Corriere della Sera

A testa alta

- di Alessandro D'avenia

«Perché lo avete ucciso?» chiede il magistrato. «Perché si portava i picciriddi (i bambini) cu iddu (con lui)», risponde il sicario che ha sparato il colpo alla nuca. Si tratta del Cacciatore, questo il suo soprannome a Brancaccio. Aveva sparato a padre Pino Puglisi, 3P, come lo chiamavamo noi a scuola, il 15 settembre 1993, 25 anni fa. Stavo per cominciare il quarto anno e lui, uno dei professori della mia scuola, il liceo Vittorio Emanuele II di Palermo, non sarebbe più entrato in classe. Capo d’accusa: far giocare e studiare, con l’aiuto volontario dei ragazzi di cui era professore di religione, bambini che altrimenti erano preda della strada e di chi su quella strada comandava. Troppo poco?

3P sapeva infatti mescolare i quadrati della scacchiera di Palermo, facendo muovere chi conosceva solo la città di luce verso quella più tenebrosa, e viceversa. I ragazzi di un rinomato liceo classico aprivano gli occhi su strade nuove, perché l’inferno poteva essere girato l’angolo. A cosa serviva la cultura che ricevevamo se restavamo ciechi su ciò che avevamo accanto? Don Pino sapeva che per far rifiorire il quartiere in cui era nato e cresciuto, bisognava ripartire da bambini e ragazzi, anche se, per stare fermi e in silenzio, gli alibi non mancavano. La sua battaglia era tanto semplice quanto pericolosa: ridare dignità ai giovanissi­mi attraverso il gioco, lo studio, la catechesi, prospettan­do loro una vita diversa da quella del «picciotto mafioso».

= = = =

DESCRIZIONE DEL COMPITO:
Copia testualmente il passo dell'articolo su padre Pino Puglisi da "- di Alessandro" a "comandava. Troppo poco?".

= = = =

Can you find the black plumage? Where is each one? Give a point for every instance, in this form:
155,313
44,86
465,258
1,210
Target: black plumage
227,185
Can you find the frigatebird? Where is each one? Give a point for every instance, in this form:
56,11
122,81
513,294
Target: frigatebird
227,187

= = = =

RISPOSTA AL COMPITO:
- di Alessandro D'avenia

«Perché lo avete ucciso?» chiede il magistrato. «Perché si portava i picciriddi (i bambini) cu iddu (con lui)», risponde il sicario che ha sparato il colpo alla nuca. Si tratta del Cacciatore, questo il suo soprannome a Brancaccio. Aveva sparato a padre Pino Puglisi, 3P, come lo chiamavamo noi a scuola, il 15 settembre 1993, 25 anni fa. Stavo per cominciare il quarto anno e lui, uno dei professori della mia scuola, il liceo Vittorio Emanuele II di Palermo, non sarebbe più entrato in classe. Capo d’accusa: far giocare e studiare, con l’aiuto volontario dei ragazzi di cui era professore di religione, bambini che altrimenti erano preda della strada e di chi su quella strada comandava. Troppo poco?